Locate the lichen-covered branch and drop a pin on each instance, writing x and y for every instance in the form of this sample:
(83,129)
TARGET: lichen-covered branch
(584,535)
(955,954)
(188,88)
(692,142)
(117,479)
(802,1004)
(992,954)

********

Report each line of the data above that contains the string "covered".

# The reply:
Locate the lichen-covered branch and drop a pin on each instance, writing x and y for every instance in the form of this sample:
TARGET: lichen-covered branch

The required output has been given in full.